* [Required actions]:
**1.** Rewrite part of the column on the Alamieyeseigha case with every "loot" changed to "stolen money". Begin at the words "Justice Betrayed PDF" and stop after "retirement with benefits.".
**2.** Pull out every line of the records that contains the word "blurred", and treat uppercase and lowercase as different.

* [Passage to read]:
08

Aug

2007

Justice Betrayed PDF Print E-mail
By Chris Ngwodo

The intelligent man’s response to the recently announced anticlimactic end of the Alamieyeseigha case is a question: Exactly, how much does a Nigerian public official have to steal to elicit real judicial odium? This is a valid question. Some years ago, Tafa Balogun’s prodigious larcenies as Inspector-General of Police were rewarded with public ridicule and a slap on the wrist. The disgraced police chief went for a plea bargain arrangement with the EFCC which saw him return his some of his loot in exchange for a safe landing. Many Nigerians were outraged by this innovation in fighting corruption under which thieving officials could simply give up part of their loot in order to enjoy retirement with benefits.

Two weeks ago, after two years of bluff and bluster, Diepreye Alamieyeseigha pleaded guilty to the charges brought against him by the EFCC. Consequently he received a twelve year jail term of two years for each of the six counts brought against him to run concurrently starting from the date of his incarceration in late 2005. All of this meant that the ex-governor was virtually a free man. This bit of judicial sorcery followed a widely reported meeting between Vice President Goodluck Jonathan and Alamieyeseigha. Clearly, political expediency outweighed any other evidence and thus tipped the scales of justice in Alamieyeseigha’s favour. The calculations are fairly obvious: in exchange for the soft landing and his arranged freedom, the ex-governor will bring his influence to bear on the Niger-Delta peace process initiated by President Umar Musa Yar’Adua. His release, which was one of the demands of some Niger Delta militant groups, is a gesture of good faith which he is expected to reciprocate by prevailing on his kinsmen to lay down their arms.

The release of Alamieyeseigha from prison is a wrong move for a number of reasons. The anti-corruption campaign for years has been badly in need of symbolic justice – the spectacle of high profile scape-goats and sacred cows being sacrificed to fulfil the moral imperatives of crime and punishment. The prosecution of Alamieyeseigha and others of his kind presented an opportunity for the government to establish a critical precedent. It has failed to do so. What the Yar’Adua administration has done with Alamieyeseigha is the very sort of moral contortion that Obasanjo executed in 1999 when he hastily pardoned Salisu Buhari, the youthful conman who had scammed his way in to becoming the Speaker of the Federal House of Representatives. Obasanjo threw away a golden opportunity to institute the war on corruption as a national religion, while hastily conferring unjustified mercy on the disgraced fraud. The release of Alamieyeseigha cast a pall of ironic incredulity on Yar’Adua’s warning to his newly appointed ministers that same week, that his administration would display “zero tolerance” for corruption.

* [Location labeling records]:
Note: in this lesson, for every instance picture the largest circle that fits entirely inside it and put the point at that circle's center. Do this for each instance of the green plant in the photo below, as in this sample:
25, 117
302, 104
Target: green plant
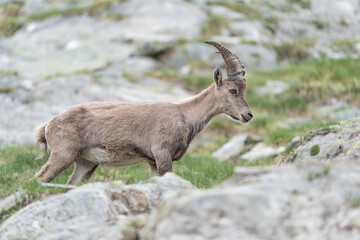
250, 11
314, 150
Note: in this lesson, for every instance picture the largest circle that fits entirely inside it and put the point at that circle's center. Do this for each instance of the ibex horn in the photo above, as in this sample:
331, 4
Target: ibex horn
234, 67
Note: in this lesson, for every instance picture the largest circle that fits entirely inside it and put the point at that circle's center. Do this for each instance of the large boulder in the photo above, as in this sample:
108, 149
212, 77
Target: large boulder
298, 201
336, 143
92, 211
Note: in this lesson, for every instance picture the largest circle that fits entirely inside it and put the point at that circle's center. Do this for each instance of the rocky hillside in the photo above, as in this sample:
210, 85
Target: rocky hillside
302, 73
311, 200
59, 53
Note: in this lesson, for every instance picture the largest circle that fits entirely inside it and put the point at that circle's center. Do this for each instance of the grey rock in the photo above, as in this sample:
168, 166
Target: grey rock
64, 45
10, 201
337, 143
261, 150
336, 110
38, 101
188, 53
250, 31
225, 12
32, 7
290, 122
234, 147
338, 10
183, 19
92, 210
312, 201
273, 87
255, 56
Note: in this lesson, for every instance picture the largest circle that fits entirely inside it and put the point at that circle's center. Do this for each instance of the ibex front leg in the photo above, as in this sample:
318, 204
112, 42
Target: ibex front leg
163, 161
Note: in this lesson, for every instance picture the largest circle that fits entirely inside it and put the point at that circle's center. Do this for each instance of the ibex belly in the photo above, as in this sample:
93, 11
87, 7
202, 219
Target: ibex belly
111, 158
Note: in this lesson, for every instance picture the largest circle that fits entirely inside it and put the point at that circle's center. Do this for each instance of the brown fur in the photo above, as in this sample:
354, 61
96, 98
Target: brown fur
155, 132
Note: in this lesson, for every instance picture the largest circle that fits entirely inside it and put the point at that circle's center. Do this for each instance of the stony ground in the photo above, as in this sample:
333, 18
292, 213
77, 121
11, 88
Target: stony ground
303, 74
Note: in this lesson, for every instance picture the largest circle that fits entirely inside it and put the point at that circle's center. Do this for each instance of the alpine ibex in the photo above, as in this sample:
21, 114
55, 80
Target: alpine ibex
121, 134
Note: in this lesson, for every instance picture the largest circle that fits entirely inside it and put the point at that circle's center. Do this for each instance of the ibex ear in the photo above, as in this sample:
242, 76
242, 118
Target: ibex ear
218, 76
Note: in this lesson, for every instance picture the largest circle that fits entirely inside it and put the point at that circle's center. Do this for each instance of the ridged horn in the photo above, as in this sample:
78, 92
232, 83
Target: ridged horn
234, 67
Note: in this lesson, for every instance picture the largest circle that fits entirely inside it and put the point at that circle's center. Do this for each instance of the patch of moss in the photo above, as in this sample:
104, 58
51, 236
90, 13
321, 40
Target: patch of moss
353, 201
319, 24
344, 45
302, 3
6, 89
315, 149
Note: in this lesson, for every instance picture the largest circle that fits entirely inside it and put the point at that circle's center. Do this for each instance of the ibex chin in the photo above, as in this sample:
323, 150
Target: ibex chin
122, 134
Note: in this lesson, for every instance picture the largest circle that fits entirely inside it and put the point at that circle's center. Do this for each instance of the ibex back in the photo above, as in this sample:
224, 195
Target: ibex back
121, 134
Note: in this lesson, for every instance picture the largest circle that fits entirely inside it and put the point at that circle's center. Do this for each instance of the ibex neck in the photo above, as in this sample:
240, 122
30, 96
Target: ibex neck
199, 109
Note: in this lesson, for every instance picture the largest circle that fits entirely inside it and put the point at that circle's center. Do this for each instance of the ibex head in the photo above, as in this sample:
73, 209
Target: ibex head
231, 91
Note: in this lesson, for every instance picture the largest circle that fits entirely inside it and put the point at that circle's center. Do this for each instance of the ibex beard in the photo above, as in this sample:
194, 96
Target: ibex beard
121, 134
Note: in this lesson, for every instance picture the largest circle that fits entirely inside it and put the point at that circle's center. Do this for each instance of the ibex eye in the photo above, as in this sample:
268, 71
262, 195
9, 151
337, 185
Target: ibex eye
232, 91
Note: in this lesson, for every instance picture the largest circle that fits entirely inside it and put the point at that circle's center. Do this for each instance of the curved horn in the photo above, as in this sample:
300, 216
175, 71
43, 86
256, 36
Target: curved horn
234, 67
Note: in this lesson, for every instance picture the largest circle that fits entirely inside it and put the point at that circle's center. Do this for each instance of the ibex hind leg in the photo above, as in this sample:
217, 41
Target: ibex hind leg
58, 162
83, 170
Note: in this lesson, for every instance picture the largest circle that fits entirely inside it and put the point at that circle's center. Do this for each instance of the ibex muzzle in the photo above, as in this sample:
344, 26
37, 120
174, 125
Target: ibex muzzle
121, 134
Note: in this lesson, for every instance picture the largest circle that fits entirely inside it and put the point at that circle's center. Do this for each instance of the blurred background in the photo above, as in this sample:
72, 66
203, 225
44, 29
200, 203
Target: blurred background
300, 56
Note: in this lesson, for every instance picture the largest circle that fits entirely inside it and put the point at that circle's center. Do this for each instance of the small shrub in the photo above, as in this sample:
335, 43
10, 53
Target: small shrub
248, 10
315, 149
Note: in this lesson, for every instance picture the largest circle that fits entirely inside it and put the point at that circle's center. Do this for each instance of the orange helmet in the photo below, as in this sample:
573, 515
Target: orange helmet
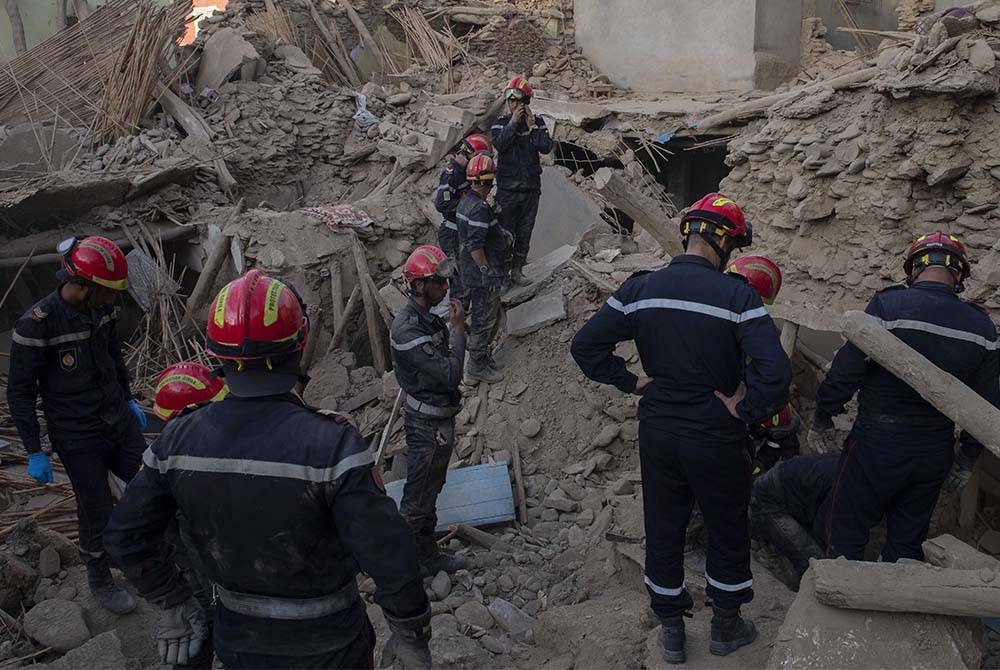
95, 260
481, 168
183, 385
518, 88
256, 317
941, 250
475, 143
762, 273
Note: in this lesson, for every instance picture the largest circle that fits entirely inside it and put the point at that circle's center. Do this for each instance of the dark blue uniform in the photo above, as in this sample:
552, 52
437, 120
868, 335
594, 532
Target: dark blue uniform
428, 364
519, 177
280, 504
452, 185
694, 327
900, 449
73, 358
478, 228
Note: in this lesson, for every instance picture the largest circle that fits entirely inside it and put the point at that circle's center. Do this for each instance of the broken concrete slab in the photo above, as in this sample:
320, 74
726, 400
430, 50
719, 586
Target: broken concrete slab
224, 53
536, 314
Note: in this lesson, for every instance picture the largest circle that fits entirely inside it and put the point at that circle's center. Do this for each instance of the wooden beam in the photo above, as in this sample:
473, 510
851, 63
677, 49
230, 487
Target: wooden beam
646, 211
907, 587
946, 393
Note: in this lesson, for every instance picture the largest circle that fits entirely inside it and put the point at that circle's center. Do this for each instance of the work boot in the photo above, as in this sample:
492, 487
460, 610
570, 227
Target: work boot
108, 594
483, 372
672, 640
433, 560
730, 631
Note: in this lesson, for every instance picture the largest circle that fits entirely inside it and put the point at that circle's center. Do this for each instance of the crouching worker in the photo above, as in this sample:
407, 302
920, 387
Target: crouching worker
281, 507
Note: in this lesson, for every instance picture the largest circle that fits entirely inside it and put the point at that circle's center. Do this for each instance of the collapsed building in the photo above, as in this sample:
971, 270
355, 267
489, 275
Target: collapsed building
304, 138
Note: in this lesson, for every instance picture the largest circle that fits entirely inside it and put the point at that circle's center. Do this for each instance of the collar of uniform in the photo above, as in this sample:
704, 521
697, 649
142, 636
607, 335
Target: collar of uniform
693, 260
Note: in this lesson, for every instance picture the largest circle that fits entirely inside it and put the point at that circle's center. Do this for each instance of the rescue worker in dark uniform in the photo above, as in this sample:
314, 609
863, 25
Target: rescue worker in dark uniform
428, 363
484, 247
66, 349
183, 388
452, 185
777, 438
785, 503
281, 505
901, 449
520, 137
699, 332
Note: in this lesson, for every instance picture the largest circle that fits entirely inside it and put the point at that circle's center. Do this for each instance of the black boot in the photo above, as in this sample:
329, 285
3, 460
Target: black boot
730, 631
102, 586
671, 640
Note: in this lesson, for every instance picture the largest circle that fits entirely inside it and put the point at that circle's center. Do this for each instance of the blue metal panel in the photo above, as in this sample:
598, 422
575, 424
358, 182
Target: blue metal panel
480, 495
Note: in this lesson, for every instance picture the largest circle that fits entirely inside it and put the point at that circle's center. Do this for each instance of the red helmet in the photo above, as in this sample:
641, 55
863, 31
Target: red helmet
762, 273
715, 214
475, 143
519, 89
481, 168
182, 385
941, 250
256, 317
95, 259
427, 261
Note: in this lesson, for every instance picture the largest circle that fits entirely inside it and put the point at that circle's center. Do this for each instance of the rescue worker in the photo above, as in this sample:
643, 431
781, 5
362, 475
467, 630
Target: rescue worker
452, 185
65, 349
428, 364
180, 389
901, 449
484, 246
777, 438
699, 332
785, 502
520, 137
281, 506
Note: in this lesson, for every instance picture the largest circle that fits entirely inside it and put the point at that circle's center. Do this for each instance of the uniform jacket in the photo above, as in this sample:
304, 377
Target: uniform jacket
428, 362
954, 335
74, 360
278, 500
518, 148
694, 327
479, 228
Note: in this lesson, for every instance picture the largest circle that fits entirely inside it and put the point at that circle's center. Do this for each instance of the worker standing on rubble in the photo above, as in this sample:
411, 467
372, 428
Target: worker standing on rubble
452, 185
901, 448
484, 247
777, 438
294, 516
694, 412
428, 364
519, 136
65, 348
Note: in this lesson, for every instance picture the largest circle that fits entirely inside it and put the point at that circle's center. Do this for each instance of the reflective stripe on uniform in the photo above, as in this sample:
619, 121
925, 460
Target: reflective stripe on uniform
246, 466
943, 331
412, 344
660, 590
58, 339
687, 306
728, 587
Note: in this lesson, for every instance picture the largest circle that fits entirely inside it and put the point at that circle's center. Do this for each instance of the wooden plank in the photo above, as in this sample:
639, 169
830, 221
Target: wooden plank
480, 495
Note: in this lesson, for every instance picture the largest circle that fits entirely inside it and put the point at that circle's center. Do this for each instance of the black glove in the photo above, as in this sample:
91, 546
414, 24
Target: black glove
408, 642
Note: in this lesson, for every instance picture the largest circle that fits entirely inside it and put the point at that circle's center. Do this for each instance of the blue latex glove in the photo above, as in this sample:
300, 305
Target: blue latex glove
140, 416
40, 468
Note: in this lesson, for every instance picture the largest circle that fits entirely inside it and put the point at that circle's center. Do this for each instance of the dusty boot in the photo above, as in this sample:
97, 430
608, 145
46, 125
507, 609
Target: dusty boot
730, 631
672, 640
102, 585
432, 560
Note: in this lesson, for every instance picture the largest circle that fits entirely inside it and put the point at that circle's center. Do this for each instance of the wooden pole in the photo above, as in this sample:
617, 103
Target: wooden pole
645, 211
946, 393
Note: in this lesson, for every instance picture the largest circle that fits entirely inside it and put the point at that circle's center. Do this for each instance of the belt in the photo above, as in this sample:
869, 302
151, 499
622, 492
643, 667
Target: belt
293, 609
431, 410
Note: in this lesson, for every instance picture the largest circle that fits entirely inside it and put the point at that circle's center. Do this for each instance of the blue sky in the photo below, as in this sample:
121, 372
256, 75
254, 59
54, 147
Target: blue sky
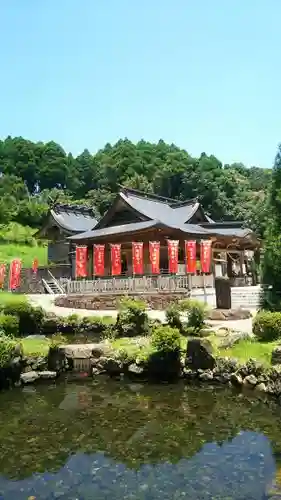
204, 74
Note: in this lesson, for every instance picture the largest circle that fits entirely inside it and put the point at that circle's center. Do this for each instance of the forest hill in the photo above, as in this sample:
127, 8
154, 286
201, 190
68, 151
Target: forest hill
33, 172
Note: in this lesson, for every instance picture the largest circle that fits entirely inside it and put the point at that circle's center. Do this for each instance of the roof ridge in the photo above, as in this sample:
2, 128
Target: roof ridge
82, 209
142, 194
178, 204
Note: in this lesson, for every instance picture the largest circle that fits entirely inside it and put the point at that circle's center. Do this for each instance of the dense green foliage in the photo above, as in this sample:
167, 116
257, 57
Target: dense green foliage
267, 325
31, 172
132, 318
271, 268
194, 311
165, 339
7, 346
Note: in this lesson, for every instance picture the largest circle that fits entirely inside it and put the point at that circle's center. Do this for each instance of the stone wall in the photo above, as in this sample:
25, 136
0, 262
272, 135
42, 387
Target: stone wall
247, 297
32, 283
157, 301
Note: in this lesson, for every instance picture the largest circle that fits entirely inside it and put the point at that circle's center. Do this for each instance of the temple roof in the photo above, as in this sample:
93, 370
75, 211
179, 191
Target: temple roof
192, 229
149, 206
70, 218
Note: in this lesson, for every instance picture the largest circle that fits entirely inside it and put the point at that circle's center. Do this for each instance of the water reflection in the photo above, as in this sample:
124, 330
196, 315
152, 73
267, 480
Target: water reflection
115, 441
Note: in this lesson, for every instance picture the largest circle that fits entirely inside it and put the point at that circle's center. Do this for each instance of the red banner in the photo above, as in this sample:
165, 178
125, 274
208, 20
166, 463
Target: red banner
154, 256
81, 262
2, 274
99, 260
115, 259
137, 254
35, 266
173, 254
205, 255
15, 269
190, 255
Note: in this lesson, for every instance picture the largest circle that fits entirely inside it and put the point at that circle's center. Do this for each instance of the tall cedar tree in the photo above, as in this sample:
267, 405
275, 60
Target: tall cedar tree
271, 268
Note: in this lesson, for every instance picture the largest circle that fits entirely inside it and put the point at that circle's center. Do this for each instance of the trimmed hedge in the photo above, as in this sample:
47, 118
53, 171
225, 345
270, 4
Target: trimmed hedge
267, 325
30, 318
165, 339
9, 325
132, 318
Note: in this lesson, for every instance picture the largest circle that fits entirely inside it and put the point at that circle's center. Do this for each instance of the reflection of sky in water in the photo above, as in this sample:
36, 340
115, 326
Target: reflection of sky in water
239, 469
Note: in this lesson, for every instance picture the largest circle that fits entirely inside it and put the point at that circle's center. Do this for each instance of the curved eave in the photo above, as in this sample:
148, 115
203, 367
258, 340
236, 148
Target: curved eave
110, 213
60, 222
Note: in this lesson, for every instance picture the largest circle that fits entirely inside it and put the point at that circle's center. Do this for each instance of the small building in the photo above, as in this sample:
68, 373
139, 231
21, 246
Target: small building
63, 221
138, 216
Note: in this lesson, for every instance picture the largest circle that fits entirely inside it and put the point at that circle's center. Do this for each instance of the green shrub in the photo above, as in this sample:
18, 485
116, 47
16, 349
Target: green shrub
9, 325
71, 324
51, 325
267, 325
7, 347
94, 325
57, 340
165, 339
196, 311
132, 319
30, 318
173, 316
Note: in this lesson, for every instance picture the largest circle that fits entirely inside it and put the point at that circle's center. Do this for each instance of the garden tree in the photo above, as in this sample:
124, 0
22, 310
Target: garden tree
271, 267
37, 170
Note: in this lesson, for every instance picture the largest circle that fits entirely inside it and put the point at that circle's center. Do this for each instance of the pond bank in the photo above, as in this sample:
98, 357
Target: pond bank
198, 366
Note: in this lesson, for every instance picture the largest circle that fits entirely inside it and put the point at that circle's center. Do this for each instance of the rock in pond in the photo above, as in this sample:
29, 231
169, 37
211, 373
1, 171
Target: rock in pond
233, 338
48, 375
229, 314
135, 369
206, 376
250, 381
29, 377
276, 356
261, 387
200, 354
236, 379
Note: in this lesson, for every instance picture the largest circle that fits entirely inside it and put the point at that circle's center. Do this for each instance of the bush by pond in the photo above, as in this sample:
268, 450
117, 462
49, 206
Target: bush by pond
9, 324
30, 318
267, 325
132, 318
194, 310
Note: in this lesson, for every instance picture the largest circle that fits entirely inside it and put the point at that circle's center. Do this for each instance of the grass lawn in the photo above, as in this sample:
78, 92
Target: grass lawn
11, 298
10, 251
246, 349
35, 347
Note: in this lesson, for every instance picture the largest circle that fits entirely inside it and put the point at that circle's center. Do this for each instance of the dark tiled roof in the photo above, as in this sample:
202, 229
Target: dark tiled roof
155, 208
138, 226
76, 219
108, 231
236, 232
192, 229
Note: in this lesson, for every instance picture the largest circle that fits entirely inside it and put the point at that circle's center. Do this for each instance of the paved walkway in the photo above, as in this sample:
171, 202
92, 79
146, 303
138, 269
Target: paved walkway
47, 303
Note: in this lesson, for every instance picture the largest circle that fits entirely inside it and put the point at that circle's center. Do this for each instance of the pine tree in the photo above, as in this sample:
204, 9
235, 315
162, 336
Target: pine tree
271, 267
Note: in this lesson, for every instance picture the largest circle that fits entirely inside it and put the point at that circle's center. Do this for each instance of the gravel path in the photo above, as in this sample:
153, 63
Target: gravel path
47, 303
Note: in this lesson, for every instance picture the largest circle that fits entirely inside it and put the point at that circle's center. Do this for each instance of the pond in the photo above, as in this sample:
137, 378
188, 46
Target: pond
117, 440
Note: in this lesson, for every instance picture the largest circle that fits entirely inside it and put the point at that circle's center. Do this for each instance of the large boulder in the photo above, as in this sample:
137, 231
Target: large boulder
276, 356
229, 314
29, 378
200, 354
56, 359
233, 338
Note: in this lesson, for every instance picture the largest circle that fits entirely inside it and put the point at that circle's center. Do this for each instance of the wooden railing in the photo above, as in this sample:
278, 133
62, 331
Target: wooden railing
137, 285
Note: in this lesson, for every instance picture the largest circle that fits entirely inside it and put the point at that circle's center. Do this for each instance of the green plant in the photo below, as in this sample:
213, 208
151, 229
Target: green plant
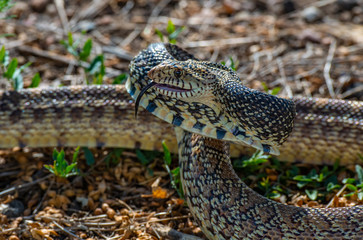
273, 91
60, 167
172, 32
174, 173
319, 183
355, 186
231, 63
253, 163
113, 157
95, 69
5, 5
13, 73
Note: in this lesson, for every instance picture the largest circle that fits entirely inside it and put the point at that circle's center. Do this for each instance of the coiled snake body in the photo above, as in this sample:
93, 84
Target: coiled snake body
223, 205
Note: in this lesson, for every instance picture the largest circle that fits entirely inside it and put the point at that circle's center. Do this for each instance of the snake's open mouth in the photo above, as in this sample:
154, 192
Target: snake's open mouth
171, 88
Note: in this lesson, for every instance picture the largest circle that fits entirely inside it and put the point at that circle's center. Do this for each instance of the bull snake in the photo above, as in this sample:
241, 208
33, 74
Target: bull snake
223, 206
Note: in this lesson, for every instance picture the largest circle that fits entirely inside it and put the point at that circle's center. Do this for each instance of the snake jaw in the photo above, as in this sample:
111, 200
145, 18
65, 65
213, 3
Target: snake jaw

* [Responses]:
**1.**
Justice Betrayed PDF Print E-mail
By Chris Ngwodo

The intelligent man’s response to the recently announced anticlimactic end of the Alamieyeseigha case is a question: Exactly, how much does a Nigerian public official have to steal to elicit real judicial odium? This is a valid question. Some years ago, Tafa Balogun’s prodigious larcenies as Inspector-General of Police were rewarded with public ridicule and a slap on the wrist. The disgraced police chief went for a plea bargain arrangement with the EFCC which saw him return his some of his stolen money in exchange for a safe landing. Many Nigerians were outraged by this innovation in fighting corruption under which thieving officials could simply give up part of their stolen money in order to enjoy retirement with benefits.

**2.**
Note: in this lesson, for every instance picture the largest circle that fits entirely inside it and put the point at that circle's center. Do this for each instance of the blurred background in the photo above, as in this sample:
Target: blurred background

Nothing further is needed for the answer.